• **Document passage**
:::::

Curiosity found that the Martian sand grains have crystals similar to basaltic soils found in volcanic regions on Earth, such as Hawaii. Scientists plan to use the information about Mars’s minerals to figure out if the planet most like Earth could have supported and preserved microbial life.
“The mineralogy of Mars’s soil has been a source of conjecture until now,” said Curiosity scientist David Vaniman of the Planetary Science Institute in Tucson.
“This interest isn’t just academic,” he added. “Soils on planets’ surfaces are a reflection of surface exposure processes and history, with information on present and past climates.”
Specifically, scientists want to understand what conditions existed to allow the particular minerals to form.
The first Martian soil scoop is mineralogically similar to basaltic materials and composed primarily of feldspar, pyroxene and olivine. About half the soil is non-crystalline materials, such as volcanic glass, that form from the breakdown of rocks.
Several processes can account for this weathering, including interaction with water or oxygen, similar to how rust forms on iron-metal surfaces.
Brute force, such as sandstorms or meteorite impacts, also could account for the soil’s weathered components, said chemist Douglas Ming of NASA’s Johnson Space Center in Houston.
The Curiosity rover landed inside a giant impact crater near the Martian equator in August for a two-year, $2.5 billion mission, NASA’s first astrobiology expedition since the 1970s-era Viking probes.
While X-ray diffraction has been around for a century, using the technology on Mars required years of work to scale down refrigerator-size equipment into something as small as a shoe box.

:::::

• **Given data**
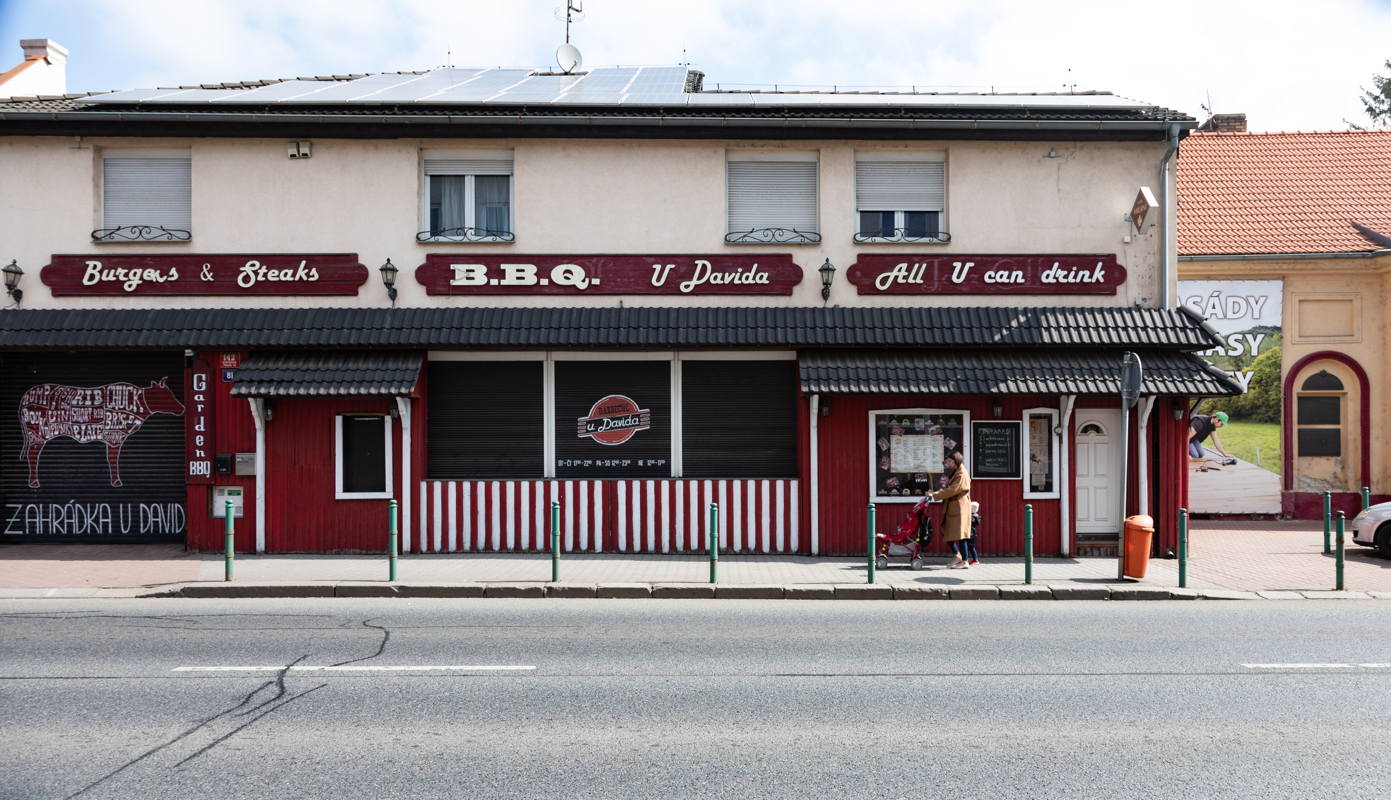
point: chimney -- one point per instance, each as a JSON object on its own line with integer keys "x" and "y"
{"x": 1224, "y": 124}
{"x": 43, "y": 70}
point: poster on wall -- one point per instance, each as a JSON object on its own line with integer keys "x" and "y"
{"x": 95, "y": 445}
{"x": 909, "y": 448}
{"x": 1234, "y": 457}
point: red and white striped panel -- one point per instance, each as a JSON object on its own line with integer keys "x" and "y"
{"x": 508, "y": 515}
{"x": 673, "y": 515}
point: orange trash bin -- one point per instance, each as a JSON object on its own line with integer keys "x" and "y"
{"x": 1139, "y": 537}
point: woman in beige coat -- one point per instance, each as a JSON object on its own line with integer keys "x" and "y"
{"x": 956, "y": 518}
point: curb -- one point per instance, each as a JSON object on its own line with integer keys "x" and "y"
{"x": 683, "y": 592}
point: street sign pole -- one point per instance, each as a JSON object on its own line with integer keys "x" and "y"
{"x": 1131, "y": 376}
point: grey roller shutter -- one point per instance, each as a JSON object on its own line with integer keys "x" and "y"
{"x": 146, "y": 191}
{"x": 772, "y": 195}
{"x": 900, "y": 185}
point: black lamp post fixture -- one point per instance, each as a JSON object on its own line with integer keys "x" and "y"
{"x": 388, "y": 278}
{"x": 11, "y": 280}
{"x": 828, "y": 273}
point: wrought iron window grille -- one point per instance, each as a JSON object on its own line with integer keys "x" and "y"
{"x": 465, "y": 235}
{"x": 902, "y": 235}
{"x": 141, "y": 234}
{"x": 774, "y": 235}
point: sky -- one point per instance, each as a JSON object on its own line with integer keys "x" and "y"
{"x": 1287, "y": 66}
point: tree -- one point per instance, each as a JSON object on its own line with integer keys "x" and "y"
{"x": 1377, "y": 100}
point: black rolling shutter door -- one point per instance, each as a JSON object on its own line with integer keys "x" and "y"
{"x": 739, "y": 419}
{"x": 486, "y": 419}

:::::

• **The problem**
Render this sentence from the passage on Curiosity's analysis of Martian soil in Spanish: "Specifically, scientists want to understand what conditions existed to allow the particular minerals to form."

• **Problem solution**
En concreto, los científicos quieren entender qué condiciones existieron para permitir que se formaran esos minerales en particular.